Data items
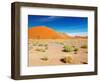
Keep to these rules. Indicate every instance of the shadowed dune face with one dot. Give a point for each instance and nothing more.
(48, 47)
(43, 32)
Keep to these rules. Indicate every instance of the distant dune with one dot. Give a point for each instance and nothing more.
(82, 37)
(43, 32)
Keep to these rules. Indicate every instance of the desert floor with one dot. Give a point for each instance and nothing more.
(51, 52)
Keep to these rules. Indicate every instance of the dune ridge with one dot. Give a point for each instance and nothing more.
(43, 32)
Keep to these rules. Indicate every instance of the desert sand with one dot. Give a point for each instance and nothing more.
(47, 47)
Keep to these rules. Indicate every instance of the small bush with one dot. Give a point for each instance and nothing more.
(84, 46)
(75, 49)
(44, 58)
(61, 43)
(67, 59)
(40, 49)
(46, 48)
(68, 49)
(40, 45)
(45, 45)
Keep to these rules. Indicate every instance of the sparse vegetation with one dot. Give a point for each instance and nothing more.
(61, 43)
(68, 49)
(40, 49)
(67, 59)
(84, 46)
(75, 49)
(40, 45)
(44, 58)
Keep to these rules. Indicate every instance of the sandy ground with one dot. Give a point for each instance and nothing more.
(50, 52)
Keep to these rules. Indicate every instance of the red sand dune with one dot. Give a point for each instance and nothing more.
(43, 32)
(82, 37)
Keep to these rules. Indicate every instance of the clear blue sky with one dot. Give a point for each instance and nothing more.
(71, 25)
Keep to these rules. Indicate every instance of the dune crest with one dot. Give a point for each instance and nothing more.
(43, 32)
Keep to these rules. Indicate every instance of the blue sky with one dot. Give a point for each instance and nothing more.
(69, 25)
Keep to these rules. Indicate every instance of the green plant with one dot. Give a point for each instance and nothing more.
(44, 58)
(68, 49)
(46, 48)
(84, 46)
(40, 49)
(45, 45)
(75, 49)
(61, 43)
(67, 59)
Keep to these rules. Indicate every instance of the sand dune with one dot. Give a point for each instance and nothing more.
(43, 32)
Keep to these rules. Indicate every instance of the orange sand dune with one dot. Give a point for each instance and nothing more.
(43, 32)
(82, 37)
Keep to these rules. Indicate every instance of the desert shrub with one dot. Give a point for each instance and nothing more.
(40, 45)
(61, 43)
(75, 49)
(34, 44)
(67, 59)
(84, 46)
(45, 45)
(40, 49)
(46, 48)
(68, 49)
(44, 58)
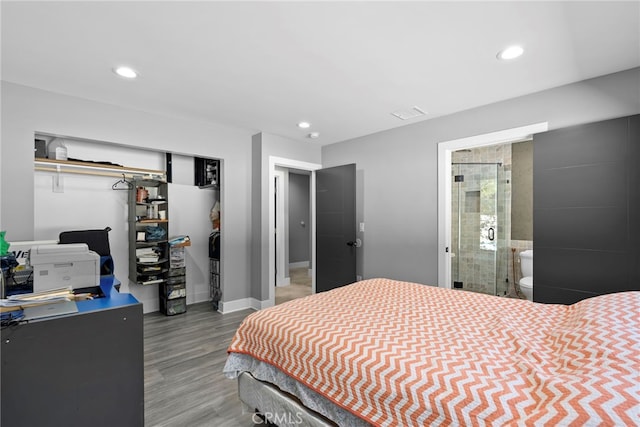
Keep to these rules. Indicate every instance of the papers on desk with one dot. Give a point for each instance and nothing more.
(38, 298)
(43, 304)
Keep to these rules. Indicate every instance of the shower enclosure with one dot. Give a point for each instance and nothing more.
(477, 228)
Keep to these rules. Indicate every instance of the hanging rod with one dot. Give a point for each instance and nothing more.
(477, 163)
(95, 169)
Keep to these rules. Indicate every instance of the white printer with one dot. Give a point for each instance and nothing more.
(60, 266)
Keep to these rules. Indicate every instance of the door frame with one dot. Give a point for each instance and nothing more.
(445, 149)
(281, 231)
(291, 164)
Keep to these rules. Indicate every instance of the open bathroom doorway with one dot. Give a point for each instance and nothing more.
(481, 149)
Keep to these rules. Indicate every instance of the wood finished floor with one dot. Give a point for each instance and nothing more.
(183, 360)
(300, 286)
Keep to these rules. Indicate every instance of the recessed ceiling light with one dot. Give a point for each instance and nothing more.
(409, 113)
(126, 72)
(511, 52)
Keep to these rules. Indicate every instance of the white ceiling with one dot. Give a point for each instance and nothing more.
(343, 66)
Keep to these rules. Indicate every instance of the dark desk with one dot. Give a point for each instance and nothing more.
(82, 369)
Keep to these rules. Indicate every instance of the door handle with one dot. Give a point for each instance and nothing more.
(355, 243)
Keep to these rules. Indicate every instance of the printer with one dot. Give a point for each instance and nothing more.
(62, 266)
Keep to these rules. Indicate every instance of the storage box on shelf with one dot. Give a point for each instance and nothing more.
(148, 231)
(173, 292)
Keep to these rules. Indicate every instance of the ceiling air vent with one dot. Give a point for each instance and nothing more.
(410, 113)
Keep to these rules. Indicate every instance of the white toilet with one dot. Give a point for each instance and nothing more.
(526, 268)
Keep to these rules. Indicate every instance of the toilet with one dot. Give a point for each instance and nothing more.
(526, 268)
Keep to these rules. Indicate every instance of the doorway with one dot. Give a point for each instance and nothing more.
(445, 182)
(478, 226)
(292, 234)
(276, 163)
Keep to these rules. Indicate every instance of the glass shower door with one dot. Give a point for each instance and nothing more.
(474, 223)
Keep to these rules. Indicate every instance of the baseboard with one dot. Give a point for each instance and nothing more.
(242, 304)
(285, 282)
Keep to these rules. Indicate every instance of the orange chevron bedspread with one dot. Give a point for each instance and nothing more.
(397, 353)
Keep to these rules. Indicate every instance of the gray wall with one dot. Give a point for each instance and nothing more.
(398, 169)
(587, 205)
(299, 204)
(522, 191)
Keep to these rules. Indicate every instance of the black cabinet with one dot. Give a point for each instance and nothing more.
(207, 172)
(586, 211)
(85, 369)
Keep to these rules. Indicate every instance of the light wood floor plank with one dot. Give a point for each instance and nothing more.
(184, 357)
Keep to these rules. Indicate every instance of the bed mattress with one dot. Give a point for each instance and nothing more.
(399, 353)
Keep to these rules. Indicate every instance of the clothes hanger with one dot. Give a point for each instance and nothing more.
(124, 181)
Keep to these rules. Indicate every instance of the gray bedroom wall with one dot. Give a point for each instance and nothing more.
(399, 171)
(27, 110)
(522, 191)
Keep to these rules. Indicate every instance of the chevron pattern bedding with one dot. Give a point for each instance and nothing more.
(398, 353)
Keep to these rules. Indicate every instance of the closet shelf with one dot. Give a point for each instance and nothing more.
(88, 168)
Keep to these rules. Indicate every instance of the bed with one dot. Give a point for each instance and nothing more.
(388, 353)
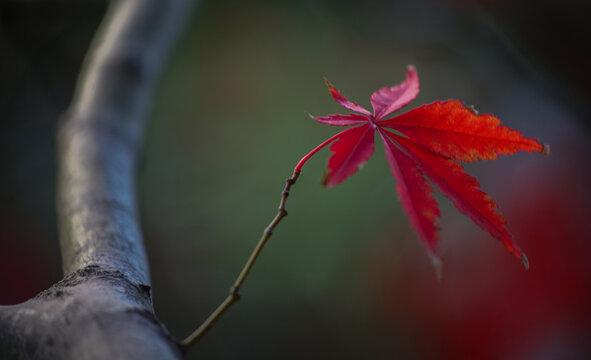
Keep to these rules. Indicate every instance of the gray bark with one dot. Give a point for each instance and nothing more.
(102, 308)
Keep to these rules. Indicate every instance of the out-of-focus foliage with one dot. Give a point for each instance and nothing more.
(343, 276)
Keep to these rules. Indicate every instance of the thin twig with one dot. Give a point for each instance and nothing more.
(234, 294)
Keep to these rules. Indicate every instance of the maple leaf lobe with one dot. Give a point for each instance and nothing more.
(434, 137)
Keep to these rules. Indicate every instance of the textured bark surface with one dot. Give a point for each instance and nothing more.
(102, 308)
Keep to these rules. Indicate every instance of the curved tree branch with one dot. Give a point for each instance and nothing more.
(102, 309)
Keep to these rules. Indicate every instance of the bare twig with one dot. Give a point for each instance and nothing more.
(234, 294)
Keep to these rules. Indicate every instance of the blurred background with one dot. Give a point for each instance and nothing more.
(344, 276)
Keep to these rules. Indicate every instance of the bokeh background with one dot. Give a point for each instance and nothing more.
(344, 276)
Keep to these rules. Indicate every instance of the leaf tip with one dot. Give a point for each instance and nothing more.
(524, 261)
(471, 108)
(325, 180)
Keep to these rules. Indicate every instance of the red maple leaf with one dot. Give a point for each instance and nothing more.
(422, 143)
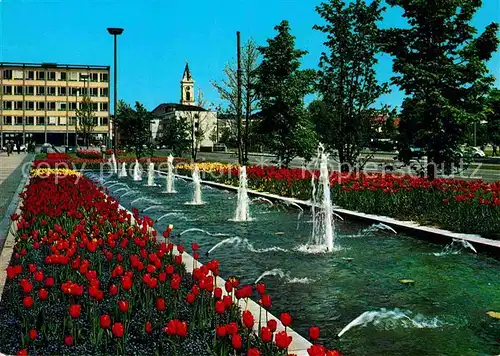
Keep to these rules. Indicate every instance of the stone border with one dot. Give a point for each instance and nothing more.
(445, 236)
(299, 344)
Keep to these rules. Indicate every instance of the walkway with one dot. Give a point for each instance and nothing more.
(11, 173)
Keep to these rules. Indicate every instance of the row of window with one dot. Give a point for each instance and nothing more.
(51, 75)
(51, 120)
(52, 91)
(53, 106)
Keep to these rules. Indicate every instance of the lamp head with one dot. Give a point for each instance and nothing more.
(115, 30)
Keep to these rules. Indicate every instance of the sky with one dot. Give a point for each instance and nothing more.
(161, 35)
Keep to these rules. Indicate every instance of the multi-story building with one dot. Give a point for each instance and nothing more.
(38, 102)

YOUR TASK: Reproduce every one of the records above word for word, leaving out the pictures.

RESPONSE TO THE TASK:
Keep to these rules. Indicate every instance of the shadowed dune face with one dot. Give a point for each instance and nothing more.
(48, 47)
(43, 32)
Keep to these rules. Indicate every instance of the distant dune with one dot. Give a point for each instance and nothing more.
(82, 37)
(43, 32)
Keep to these rules. Indicate every instance of the desert floor with one dot. Give a point for each instance and nothing more.
(51, 52)
Keep to these rules. Indicate every instance of the dune ridge with one dot. Give a point for each instance and nothing more.
(43, 32)
Keep to these rules. Indicate every instance of the desert sand with one dot. Give a point for each instance and nothing more.
(47, 47)
Keep to these rules. Indicate every instance of the small bush with one dot. Give a point for each instance and nothing more.
(84, 46)
(75, 49)
(44, 58)
(61, 43)
(67, 59)
(40, 49)
(46, 48)
(68, 49)
(40, 45)
(45, 45)
Keep to these rules. Indicate every instance of the sparse vegetation with one dot. Give a point for each instance and nothing more.
(61, 43)
(68, 49)
(40, 49)
(67, 59)
(84, 46)
(75, 49)
(40, 45)
(44, 58)
Keep to these rules. Indicate every instance of the sandy ground with one dot. Give a point for each instance and nothing more.
(50, 52)
Keep to these rules. Indicate every instance of the red sand dune with one dot. Give a point for each instance and nothing more.
(43, 32)
(82, 37)
Keep to these rules. Indicate every instance of the clear blue sky with one dot. Give a point for each instance and nothing more.
(71, 25)
Keep to these rules. Indicate every instance of the dune crest with one dot. Give a point for each instance and nothing more.
(43, 32)
Keep to these rules. Indicate every instance of the blue sky with one dot. Give a point for each instance and nothing more.
(69, 25)
Keep to these rules. Indicate every instance of the green plant with one dot. Give a point for each instance and nothing more.
(44, 58)
(68, 49)
(46, 48)
(84, 46)
(40, 49)
(45, 45)
(75, 49)
(61, 43)
(67, 59)
Keep to these rules. Indicate every instance of the sand dune with one dot. Give a point for each instance and nothing more.
(43, 32)
Keep to these rules. Indicate every instance of the orange sand dune with one dot. Give a point for each instance and nothing more.
(43, 32)
(82, 37)
Keep to these rules. Indicate every instance of the desert shrub with one dot. Give a point for each instance and nothing more.
(40, 45)
(61, 43)
(75, 49)
(34, 44)
(67, 59)
(84, 46)
(45, 45)
(40, 49)
(46, 48)
(68, 49)
(44, 58)
Keep to these rules. Indicate every instance of the papers on desk with one dot. Give a point for each instance and nothing more.
(38, 298)
(43, 304)
Keep to these rules. Indicate every instance of the shower enclosure with one dot. Give a point for each instance and nothing more.
(477, 228)
Keep to these rules. Indicate every instance of the hanging rod with one dot. Give a point for each instance and nothing more.
(477, 163)
(95, 169)
Keep to these rules. Indicate every instance of the white printer with one dot. Give a point for each instance and nothing more.
(60, 266)
Keep to these rules. Indicate every instance of the door frame with one dot. Give a point for each instance and nothing more.
(445, 149)
(281, 231)
(291, 164)
Keep to these rules. Indicate every instance of the open bathroom doorway with one dot. Give a point for each instance and nothing more.
(481, 149)
Keep to these rules. Indicate every instance of the wood finished floor with one dot. Give a point for each instance and nothing more.
(183, 360)
(300, 286)
Keep to these rules. Indicate every instance of the recessed ceiling light with one dot. Give a point for each instance and nothing more.
(409, 113)
(126, 72)
(511, 52)
Keep to these rules. Indicate every instance of the white ceiling with one dot. Give a point for each instance and nothing more.
(343, 66)
Keep to these rules. Indicate every instance of the dark desk with one dot. Give a point for each instance and nothing more.
(82, 369)
Keep to these rules. Indicate every instance of the door handle with one dot. Give a point for each instance and nothing more.
(355, 243)
Keep to these rules. Indicate every instance of the printer with one dot. Give a point for each instance and nothing more.
(62, 266)
Keep to these rules. Indicate every instance of the storage box on shelf with one dot. Give a point for each instance and nothing more.
(148, 231)
(173, 292)
Keep to these rules. Indicate every instance of the ceiling air vent with one dot. Give a point for each instance and nothing more.
(410, 113)
Keep to these rules. Indicate every instance of the white toilet with one dot. Give a point for each instance and nothing more.
(526, 268)
Keep to these rules. Indicate every instance of the toilet with one dot. Give a point for each instance and nothing more.
(526, 268)
Keep to these rules. Indicate every instance of the doorway with one dot. Give a point for each instance and nothing more.
(445, 182)
(478, 226)
(292, 234)
(276, 163)
Keep to these rules. Indicate every instance of the glass shower door with one dot. Give a point for each instance and nothing more.
(474, 223)
Keep to these rules. Indicate every instance of the baseboard with one dot. Give a point for each instance and nothing more.
(242, 304)
(285, 282)
Keep to these rules. Indicate every instance of the orange chevron bedspread with one dot. Give a point for each instance and nothing more.
(397, 353)
Keep to these rules. Indicate every instance of the gray wall with one dot. Give a point for each instance and nothing more.
(398, 169)
(587, 205)
(299, 204)
(522, 191)
Keep to these rules. Indicate every instance of the black cabinet with one dot. Give a point for each instance and nothing more.
(207, 172)
(586, 211)
(85, 369)
Keep to these rules. Indicate every instance of the light wood floor plank with one dot. Give a point for each instance and nothing more.
(184, 357)
Keep to these rules. Indicate every instance of the bed mattress with one dot. Give a point for each instance and nothing more.
(399, 353)
Keep to these rules. Indicate every instance of the clothes hanger with one dot. Give a point for each instance and nothing more.
(124, 181)
Keep to these rules. Indicate every instance of the gray bedroom wall with one dot. Give a point for each instance and nothing more.
(399, 171)
(27, 110)
(522, 191)
Keep to these rules. Indicate every instance of the chevron pattern bedding with one dot. Give a point for each instance and nothing more.
(398, 353)
Keep to these rules. Indicate every instance of the closet shelf with one dot. Give a point for each instance and nothing more.
(88, 168)
Keep to these rules. Indicate every instance of the bed with one dot. Give a point for each instance and nothing more.
(388, 353)
Keep to these rules. Indicate every instance of the gray bark with one dot. Give a point for each instance and nothing more.
(102, 308)
Keep to these rules. Indicate every instance of the out-of-focus foliage with one dot. Give a point for each instance and nothing more.
(343, 276)
Keep to these rules. Indicate every instance of the thin twig with one dot. Give a point for each instance and nothing more.
(234, 294)
Keep to these rules. Indicate every instance of the maple leaf lobe with one dot. Give a point for each instance and nothing more.
(434, 137)
Keep to these rules. Indicate every instance of the textured bark surface with one dot. Give a point for each instance and nothing more.
(102, 308)
Keep to these rules. Indicate every instance of the curved tree branch with one dot. Give a point for each instance and nothing more.
(102, 309)
Keep to these rules. Indicate every instance of the bare twig with one dot. Give a point for each instance and nothing more.
(234, 294)
Keep to these rules. Indicate every instance of the blurred background with one dot. Give a point for each instance and nothing more.
(344, 276)
Keep to these rules. Indicate every instance of the bokeh background with one dot. Give a point for each instance and nothing more.
(344, 276)
Keep to these rules. Indicate every instance of the leaf tip with one dot. Give a point for each instance and nothing more.
(524, 261)
(471, 108)
(325, 180)
Keep to these rules. Indicate every instance of the red maple leaf with one dot. Give a point for each instance and nothing more.
(422, 143)
Keep to these rules. Indicate every instance of the stone border with one dot. Give a point for each instance and nothing more.
(445, 236)
(299, 344)
Keep to these rules. Indicate every instance of the walkway with one dot. Give a point for each instance and nothing more.
(11, 173)
Keep to these rules. Indicate every instance of the row of window with one dot. Give a point for each instance and nothing more.
(51, 75)
(51, 120)
(52, 91)
(53, 106)
Keep to these rules. Indicate every instance of the lamp head with one dot. Give a point for each instance and nothing more.
(115, 30)
Keep to these rules. Indicate every instance of the sky with one dot. Give a point for each instance and nothing more.
(161, 35)
Keep to these rules. Indicate every instance of the multi-story building with one dot. Give a point for each instance and nothing more.
(38, 102)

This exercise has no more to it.